# Problem to solve:
Please render each line of the listing below as a JSON list of strings, one string per line, with blank lines and the pictures left out.

# Exercise data:
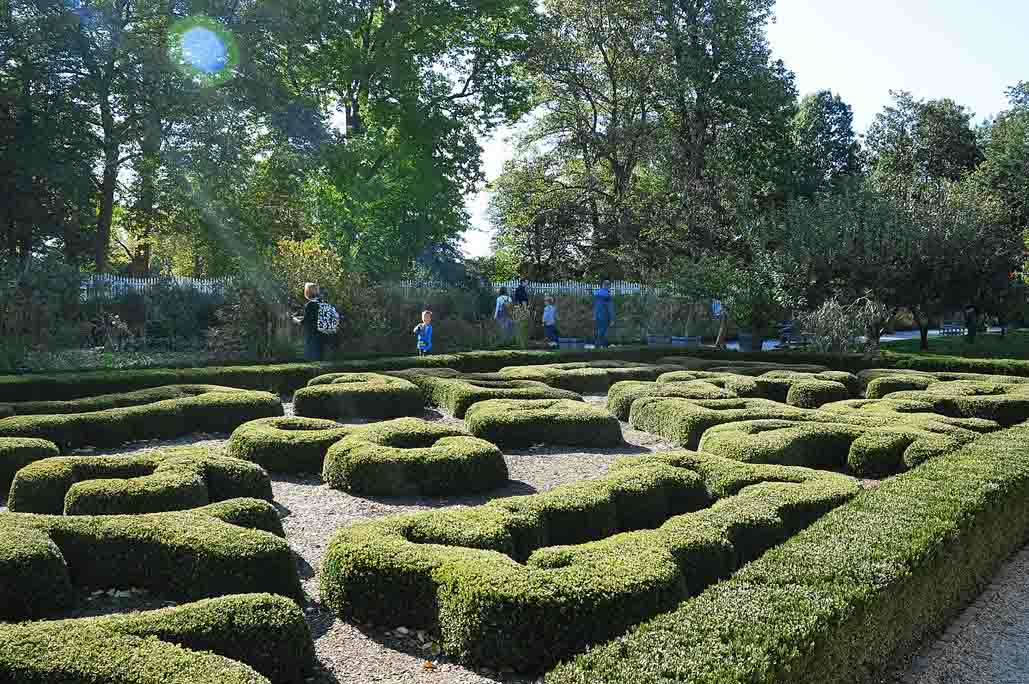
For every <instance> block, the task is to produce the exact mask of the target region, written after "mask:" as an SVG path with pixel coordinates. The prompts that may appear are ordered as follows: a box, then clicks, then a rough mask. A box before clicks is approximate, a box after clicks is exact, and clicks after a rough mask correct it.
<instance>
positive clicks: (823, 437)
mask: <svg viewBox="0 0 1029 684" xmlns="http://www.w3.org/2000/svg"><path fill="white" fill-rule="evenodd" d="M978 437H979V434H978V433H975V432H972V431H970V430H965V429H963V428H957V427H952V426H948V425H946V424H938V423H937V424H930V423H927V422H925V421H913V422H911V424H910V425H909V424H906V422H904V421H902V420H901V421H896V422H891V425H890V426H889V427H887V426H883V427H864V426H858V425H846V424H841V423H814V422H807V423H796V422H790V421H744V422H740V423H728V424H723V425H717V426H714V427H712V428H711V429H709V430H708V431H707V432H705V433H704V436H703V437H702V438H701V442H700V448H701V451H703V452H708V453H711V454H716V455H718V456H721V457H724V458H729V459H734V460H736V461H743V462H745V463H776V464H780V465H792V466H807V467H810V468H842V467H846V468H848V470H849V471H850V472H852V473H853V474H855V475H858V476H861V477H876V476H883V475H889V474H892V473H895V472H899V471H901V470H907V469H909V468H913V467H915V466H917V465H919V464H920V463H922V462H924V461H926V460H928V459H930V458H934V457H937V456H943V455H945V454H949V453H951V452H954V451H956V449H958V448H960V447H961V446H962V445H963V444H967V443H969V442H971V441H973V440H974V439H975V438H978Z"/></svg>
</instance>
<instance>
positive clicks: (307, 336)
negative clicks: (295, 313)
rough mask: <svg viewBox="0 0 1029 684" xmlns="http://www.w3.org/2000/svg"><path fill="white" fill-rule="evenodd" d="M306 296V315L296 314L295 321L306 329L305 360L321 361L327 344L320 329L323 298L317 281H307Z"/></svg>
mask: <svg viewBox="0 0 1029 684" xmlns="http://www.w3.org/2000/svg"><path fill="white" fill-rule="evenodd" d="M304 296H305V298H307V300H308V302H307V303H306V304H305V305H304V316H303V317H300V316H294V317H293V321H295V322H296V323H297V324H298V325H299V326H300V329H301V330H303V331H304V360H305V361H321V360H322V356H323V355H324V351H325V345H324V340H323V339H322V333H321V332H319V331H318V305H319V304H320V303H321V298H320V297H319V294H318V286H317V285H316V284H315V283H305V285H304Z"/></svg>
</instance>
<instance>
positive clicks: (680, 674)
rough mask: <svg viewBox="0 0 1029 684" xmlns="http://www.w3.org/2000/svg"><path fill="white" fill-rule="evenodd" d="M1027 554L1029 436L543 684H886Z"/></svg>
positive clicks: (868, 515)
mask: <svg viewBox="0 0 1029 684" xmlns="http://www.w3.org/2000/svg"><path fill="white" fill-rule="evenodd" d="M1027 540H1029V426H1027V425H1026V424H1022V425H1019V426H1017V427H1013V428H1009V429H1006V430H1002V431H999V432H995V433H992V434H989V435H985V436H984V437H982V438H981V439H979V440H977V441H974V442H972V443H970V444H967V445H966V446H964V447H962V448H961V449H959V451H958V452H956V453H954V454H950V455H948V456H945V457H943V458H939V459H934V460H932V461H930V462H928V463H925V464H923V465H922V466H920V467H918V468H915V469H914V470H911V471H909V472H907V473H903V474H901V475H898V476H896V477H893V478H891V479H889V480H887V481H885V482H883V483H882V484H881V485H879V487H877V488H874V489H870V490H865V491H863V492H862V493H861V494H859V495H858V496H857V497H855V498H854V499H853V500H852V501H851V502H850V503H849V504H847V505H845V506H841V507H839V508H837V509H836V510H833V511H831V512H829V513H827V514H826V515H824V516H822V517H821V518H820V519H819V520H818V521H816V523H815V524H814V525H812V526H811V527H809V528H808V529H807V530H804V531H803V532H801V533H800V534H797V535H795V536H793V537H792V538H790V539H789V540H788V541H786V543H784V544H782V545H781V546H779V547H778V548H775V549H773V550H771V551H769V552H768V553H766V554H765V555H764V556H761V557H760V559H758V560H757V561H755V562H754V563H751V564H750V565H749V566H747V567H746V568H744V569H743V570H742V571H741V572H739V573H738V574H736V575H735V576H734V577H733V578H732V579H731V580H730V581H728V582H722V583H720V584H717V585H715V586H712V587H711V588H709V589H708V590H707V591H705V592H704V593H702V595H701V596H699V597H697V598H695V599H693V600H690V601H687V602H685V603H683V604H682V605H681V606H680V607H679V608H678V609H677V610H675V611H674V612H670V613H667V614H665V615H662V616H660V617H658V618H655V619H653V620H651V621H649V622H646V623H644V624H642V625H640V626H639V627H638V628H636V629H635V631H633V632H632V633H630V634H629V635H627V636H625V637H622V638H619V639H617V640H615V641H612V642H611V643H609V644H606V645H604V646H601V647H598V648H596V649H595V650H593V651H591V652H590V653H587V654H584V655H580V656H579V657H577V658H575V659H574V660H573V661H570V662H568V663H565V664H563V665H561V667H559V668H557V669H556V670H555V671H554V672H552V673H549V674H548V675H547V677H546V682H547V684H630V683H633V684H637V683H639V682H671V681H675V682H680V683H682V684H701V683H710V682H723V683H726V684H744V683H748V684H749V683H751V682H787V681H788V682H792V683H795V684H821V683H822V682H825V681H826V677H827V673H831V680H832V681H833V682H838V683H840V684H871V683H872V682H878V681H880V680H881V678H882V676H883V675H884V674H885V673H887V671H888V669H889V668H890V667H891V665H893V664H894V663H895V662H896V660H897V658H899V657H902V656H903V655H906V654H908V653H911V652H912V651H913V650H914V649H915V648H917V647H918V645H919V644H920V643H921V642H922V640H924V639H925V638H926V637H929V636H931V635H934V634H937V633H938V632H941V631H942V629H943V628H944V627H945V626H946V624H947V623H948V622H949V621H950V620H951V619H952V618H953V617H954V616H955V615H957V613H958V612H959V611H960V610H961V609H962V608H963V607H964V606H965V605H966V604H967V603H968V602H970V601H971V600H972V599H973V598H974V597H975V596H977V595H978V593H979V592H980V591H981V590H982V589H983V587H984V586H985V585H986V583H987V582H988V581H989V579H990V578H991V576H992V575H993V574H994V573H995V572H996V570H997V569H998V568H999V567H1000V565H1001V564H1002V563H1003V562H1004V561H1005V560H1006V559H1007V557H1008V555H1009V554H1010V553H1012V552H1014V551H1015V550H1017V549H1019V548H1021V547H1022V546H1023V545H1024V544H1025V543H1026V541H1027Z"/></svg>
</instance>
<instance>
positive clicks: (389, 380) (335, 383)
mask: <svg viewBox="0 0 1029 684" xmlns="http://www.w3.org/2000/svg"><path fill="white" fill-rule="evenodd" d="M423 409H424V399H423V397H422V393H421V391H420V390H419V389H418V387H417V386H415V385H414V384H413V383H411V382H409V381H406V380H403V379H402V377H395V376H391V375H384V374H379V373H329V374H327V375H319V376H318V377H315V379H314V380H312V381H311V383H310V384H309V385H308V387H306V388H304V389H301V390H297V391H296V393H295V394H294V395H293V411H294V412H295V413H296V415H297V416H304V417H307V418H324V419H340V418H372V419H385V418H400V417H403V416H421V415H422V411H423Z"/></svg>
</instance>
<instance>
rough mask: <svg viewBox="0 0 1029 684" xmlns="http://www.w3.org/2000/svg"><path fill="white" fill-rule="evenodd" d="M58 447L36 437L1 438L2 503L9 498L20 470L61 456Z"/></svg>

# Reply:
[
  "For every <instance> block, the task is to produce the exact mask of the target region, written after \"mask:\" as an SVG path with pixel coordinates. The prompts that may appear are ordered as follows: a box, then clicks, then a rough mask. A box before clicks is approximate, a box after clicks is exact, and clicks after a rough mask correct it.",
  "<instance>",
  "positive clicks: (823, 437)",
  "mask: <svg viewBox=\"0 0 1029 684\" xmlns=\"http://www.w3.org/2000/svg\"><path fill=\"white\" fill-rule=\"evenodd\" d=\"M978 437H979V434H978V433H975V432H972V431H970V430H965V429H963V428H957V427H952V426H948V425H946V424H938V423H937V424H930V423H927V422H925V421H913V422H911V424H910V425H909V424H906V422H904V421H902V420H901V421H896V422H891V425H890V426H889V427H887V426H883V427H864V426H858V425H846V424H841V423H814V422H807V423H796V422H790V421H744V422H740V423H728V424H723V425H717V426H714V427H712V428H711V429H709V430H708V431H707V432H705V433H704V436H703V437H702V438H701V442H700V448H701V451H703V452H708V453H711V454H716V455H718V456H721V457H724V458H729V459H734V460H736V461H743V462H745V463H776V464H780V465H792V466H807V467H810V468H842V467H846V468H848V470H849V471H850V472H852V473H853V474H855V475H858V476H861V477H876V476H883V475H889V474H892V473H895V472H899V471H901V470H907V469H909V468H913V467H915V466H917V465H919V464H920V463H922V462H924V461H926V460H928V459H930V458H934V457H937V456H943V455H945V454H949V453H951V452H954V451H956V449H958V448H960V447H961V446H962V445H963V444H967V443H969V442H971V441H973V440H974V439H975V438H978Z\"/></svg>",
  "</instance>",
  "<instance>",
  "positive clicks: (307, 336)",
  "negative clicks: (295, 313)",
  "rough mask: <svg viewBox=\"0 0 1029 684\" xmlns=\"http://www.w3.org/2000/svg\"><path fill=\"white\" fill-rule=\"evenodd\" d=\"M306 296V315L296 314L295 321L306 329L305 360L321 361L327 344L320 329L323 298L317 281H307Z\"/></svg>",
  "mask: <svg viewBox=\"0 0 1029 684\" xmlns=\"http://www.w3.org/2000/svg\"><path fill=\"white\" fill-rule=\"evenodd\" d=\"M304 296H305V298H307V300H308V302H307V303H306V304H305V305H304V316H303V317H300V316H294V317H293V321H295V322H296V323H297V324H298V325H299V326H300V329H301V330H303V331H304V360H305V361H321V360H322V356H323V355H324V351H325V345H324V340H323V339H322V333H321V332H319V331H318V305H319V304H320V303H321V298H320V297H319V294H318V286H317V285H316V284H315V283H305V285H304Z\"/></svg>",
  "</instance>",
  "<instance>",
  "positive clicks: (680, 674)",
  "rough mask: <svg viewBox=\"0 0 1029 684\" xmlns=\"http://www.w3.org/2000/svg\"><path fill=\"white\" fill-rule=\"evenodd\" d=\"M1027 554L1029 436L543 684H886Z\"/></svg>",
  "positive clicks: (868, 515)",
  "mask: <svg viewBox=\"0 0 1029 684\" xmlns=\"http://www.w3.org/2000/svg\"><path fill=\"white\" fill-rule=\"evenodd\" d=\"M1027 540H1029V426H1027V425H1026V424H1022V425H1019V426H1017V427H1013V428H1009V429H1006V430H1002V431H999V432H995V433H992V434H989V435H985V436H984V437H982V438H981V439H979V440H977V441H974V442H972V443H970V444H967V445H966V446H964V447H962V448H961V449H959V451H958V452H956V453H954V454H950V455H948V456H945V457H943V458H939V459H934V460H932V461H930V462H928V463H925V464H923V465H922V466H920V467H918V468H915V469H914V470H911V471H909V472H907V473H903V474H901V475H898V476H896V477H893V478H891V479H889V480H887V481H885V482H883V483H882V484H881V485H879V487H877V488H874V489H870V490H865V491H863V492H862V493H861V494H859V495H858V496H857V497H855V498H854V499H853V500H852V501H851V502H850V503H849V504H847V505H845V506H841V507H839V508H837V509H836V510H833V511H831V512H829V513H827V514H826V515H824V516H822V517H821V518H820V519H819V520H818V521H816V523H815V524H814V525H812V526H811V527H809V528H808V529H807V530H804V531H803V532H801V533H800V534H797V535H795V536H793V537H792V538H790V539H789V540H788V541H786V543H784V544H782V545H781V546H779V547H778V548H775V549H773V550H771V551H769V552H768V553H766V554H765V555H764V556H761V557H760V559H758V560H757V561H755V562H754V563H751V564H750V565H749V566H747V567H746V568H744V569H743V570H742V571H741V572H739V573H738V574H736V575H735V576H734V577H733V578H732V579H731V580H730V581H728V582H722V583H720V584H717V585H715V586H712V587H711V588H709V589H708V590H707V591H705V592H704V593H702V595H701V596H699V597H697V598H695V599H693V600H690V601H687V602H685V603H683V604H682V605H681V606H680V607H679V608H678V609H677V610H675V611H674V612H670V613H667V614H665V615H662V616H660V617H658V618H655V619H653V620H651V621H649V622H646V623H644V624H642V625H640V626H639V627H638V628H636V629H635V631H633V632H632V633H630V634H629V635H627V636H625V637H622V638H619V639H617V640H615V641H612V642H611V643H609V644H606V645H604V646H601V647H598V648H596V649H595V650H593V651H591V652H590V653H587V654H584V655H580V656H579V657H577V658H575V659H574V660H573V661H570V662H568V663H565V664H563V665H561V667H559V668H557V669H556V670H555V671H554V672H552V673H549V674H548V675H547V677H546V682H547V684H630V683H633V684H637V683H639V682H671V681H675V682H680V683H682V684H701V683H710V682H723V683H726V684H744V683H748V684H749V683H751V682H787V681H788V682H792V683H795V684H821V683H822V682H825V681H826V677H827V673H831V680H832V681H833V682H838V683H840V684H871V683H872V682H878V681H880V680H881V678H882V676H883V675H884V674H885V673H887V671H888V669H889V668H890V667H891V665H893V664H894V663H895V662H896V660H897V658H899V657H902V656H903V655H906V654H908V653H911V652H912V651H913V650H914V649H915V648H917V647H918V645H919V644H920V643H921V642H922V640H924V639H925V638H926V637H929V636H931V635H934V634H937V633H938V632H941V631H942V629H943V628H944V627H945V626H946V624H947V623H948V622H949V621H950V620H951V619H952V618H953V617H954V616H955V615H957V613H958V612H959V611H960V610H961V609H962V608H963V607H964V606H965V605H966V604H967V603H968V602H970V601H971V600H972V599H973V598H974V597H975V596H977V595H978V593H979V592H980V591H981V590H982V589H983V587H984V586H985V585H986V583H987V582H988V581H989V579H990V578H991V576H992V575H993V574H994V573H995V572H996V570H997V569H998V568H999V567H1000V565H1001V564H1002V563H1003V562H1004V561H1005V560H1006V559H1007V557H1008V555H1009V554H1010V553H1012V552H1014V551H1015V550H1017V549H1019V548H1021V547H1022V546H1023V545H1024V544H1025V543H1026V541H1027Z\"/></svg>",
  "</instance>",
  "<instance>",
  "positive clicks: (389, 380) (335, 383)",
  "mask: <svg viewBox=\"0 0 1029 684\" xmlns=\"http://www.w3.org/2000/svg\"><path fill=\"white\" fill-rule=\"evenodd\" d=\"M423 409H424V399H423V397H422V393H421V391H420V390H419V389H418V387H417V386H415V385H414V384H413V383H411V382H409V381H406V380H403V379H402V377H395V376H391V375H384V374H379V373H329V374H327V375H319V376H318V377H315V379H314V380H312V381H311V383H310V384H309V385H308V387H306V388H304V389H301V390H297V391H296V393H295V394H294V395H293V411H294V412H295V413H296V415H297V416H304V417H307V418H324V419H340V418H372V419H385V418H400V417H403V416H421V415H422V411H423Z\"/></svg>",
  "</instance>",
  "<instance>",
  "rough mask: <svg viewBox=\"0 0 1029 684\" xmlns=\"http://www.w3.org/2000/svg\"><path fill=\"white\" fill-rule=\"evenodd\" d=\"M58 447L36 437L1 438L2 503L9 498L20 470L61 456Z\"/></svg>"
]